Excerpt:
Distributed Hash Files

Post questions here relative to DataStage Server Edition for such areas as Server job design, DS Basic, Routines, Job Sequences, etc.

Moderators: chulett, rschirm, roy

Post Reply
ewartpm
Participant
Posts: 97
Joined: Wed Jun 25, 2003 2:15 am
Location: South Africa
Contact:

Distributed Hash Files

Post by ewartpm »

Hi Guys

I have created a job that creates 10 hash files. Each hash file will be incorporated into a distributed hash file. The average number of rows in each hash file is 6 million. The hash file has 4 columns that make up the key, the constraint in the job is based on the value in only one of the hash file key columns.

When I create the distributributed hash file, I use the INTERNAL option and use @ID e.g. INTERNAL "IF @ID >= 4000000 AND @ID < 8000000 then 1 ELSE 2"

Seeing that @ID is the whole key in the hash file, I'm not sure this will work when trying to do a lookup against the distributed hash file because the job that creates the hash files uses only a part of the hash file key. :?

How does the SYSTEM option work when creating a distributed hash file? Will this perhaps solve my problem?

Any suggestions on how to create a distributed hash file when the hash file has more than one column as the key?
WoMaWil
Participant
Posts: 482
Joined: Thu Mar 13, 2003 7:17 am
Location: Amsterdam

Post by WoMaWil »

Distributed Hash File is:

you fill several hashfiles with same metadata structure.
you build a "master" file, which joins all the hashfiles as one.

And yes, the keys have to be completly different.

What is asked:
a) In the thread on distributed hash files, turn the paragraph beginning "I have created a job that creates 10 hash files" into a short bulleted list that keeps its main facts.
b) Quote the thread on distributed hash files word for word, starting with "Seeing that @ID" and going on through "solve my problem?".

Data provided:
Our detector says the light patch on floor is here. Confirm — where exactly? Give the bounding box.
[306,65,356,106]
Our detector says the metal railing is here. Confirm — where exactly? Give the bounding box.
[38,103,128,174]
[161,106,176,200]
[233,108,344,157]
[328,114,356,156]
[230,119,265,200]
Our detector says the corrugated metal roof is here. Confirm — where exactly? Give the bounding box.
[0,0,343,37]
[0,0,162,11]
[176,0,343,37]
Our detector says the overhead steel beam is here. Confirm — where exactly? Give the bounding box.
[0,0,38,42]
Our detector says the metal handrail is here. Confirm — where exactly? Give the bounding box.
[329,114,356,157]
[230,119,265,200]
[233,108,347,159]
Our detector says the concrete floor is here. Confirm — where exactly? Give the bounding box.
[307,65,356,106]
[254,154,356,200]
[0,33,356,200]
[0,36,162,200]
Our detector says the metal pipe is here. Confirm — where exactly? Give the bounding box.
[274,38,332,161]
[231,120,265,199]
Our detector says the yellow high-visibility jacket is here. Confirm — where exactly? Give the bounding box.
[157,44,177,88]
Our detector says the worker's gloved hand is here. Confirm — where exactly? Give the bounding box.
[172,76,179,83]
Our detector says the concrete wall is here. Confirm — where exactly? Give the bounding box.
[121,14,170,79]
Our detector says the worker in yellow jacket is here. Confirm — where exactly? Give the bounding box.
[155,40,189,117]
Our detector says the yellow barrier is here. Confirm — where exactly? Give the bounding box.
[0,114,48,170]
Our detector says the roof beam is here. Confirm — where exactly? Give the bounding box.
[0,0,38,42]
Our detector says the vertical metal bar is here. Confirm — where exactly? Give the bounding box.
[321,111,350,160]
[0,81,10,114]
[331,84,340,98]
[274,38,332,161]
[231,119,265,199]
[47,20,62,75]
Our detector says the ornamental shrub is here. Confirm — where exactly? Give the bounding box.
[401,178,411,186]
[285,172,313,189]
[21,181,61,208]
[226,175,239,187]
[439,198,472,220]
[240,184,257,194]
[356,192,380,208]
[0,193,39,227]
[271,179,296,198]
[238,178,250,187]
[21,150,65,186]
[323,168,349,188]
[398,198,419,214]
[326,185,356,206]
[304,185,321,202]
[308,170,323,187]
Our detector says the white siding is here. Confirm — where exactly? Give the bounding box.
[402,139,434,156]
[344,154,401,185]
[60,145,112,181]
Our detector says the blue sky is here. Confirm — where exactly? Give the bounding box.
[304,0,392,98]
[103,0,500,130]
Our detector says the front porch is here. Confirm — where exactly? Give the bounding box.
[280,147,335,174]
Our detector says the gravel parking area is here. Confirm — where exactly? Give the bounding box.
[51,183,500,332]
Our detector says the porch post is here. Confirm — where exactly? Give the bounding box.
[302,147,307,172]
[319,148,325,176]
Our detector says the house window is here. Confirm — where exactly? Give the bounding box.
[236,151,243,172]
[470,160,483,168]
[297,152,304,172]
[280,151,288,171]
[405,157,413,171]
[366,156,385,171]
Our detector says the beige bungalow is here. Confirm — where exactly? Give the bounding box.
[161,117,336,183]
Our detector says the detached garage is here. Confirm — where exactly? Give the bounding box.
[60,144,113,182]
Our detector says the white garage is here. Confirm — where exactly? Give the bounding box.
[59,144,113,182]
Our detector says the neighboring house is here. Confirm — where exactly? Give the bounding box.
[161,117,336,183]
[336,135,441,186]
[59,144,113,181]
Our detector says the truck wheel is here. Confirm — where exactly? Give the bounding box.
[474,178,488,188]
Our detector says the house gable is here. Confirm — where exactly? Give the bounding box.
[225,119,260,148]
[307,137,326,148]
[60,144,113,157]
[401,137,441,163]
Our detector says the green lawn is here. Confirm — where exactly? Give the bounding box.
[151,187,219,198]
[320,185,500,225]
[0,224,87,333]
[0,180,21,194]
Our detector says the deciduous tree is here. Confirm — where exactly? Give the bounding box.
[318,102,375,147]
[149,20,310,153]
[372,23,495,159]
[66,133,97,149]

Answers to the exercise:
a)
- The job creates 10 hash files.
- Each will be incorporated into a distributed hash file.
- Each averages 6 million rows.
- Four columns make up the key.
- The job's constraint uses the value in only one of those key columns.

b)
Seeing that @ID is the whole key in the hash file, I'm not sure this will work when trying to do a lookup against the distributed hash file because the job that creates the hash files uses only a part of the hash file key. :?

How does the SYSTEM option work when creating a distributed hash file? Will this perhaps solve my problem?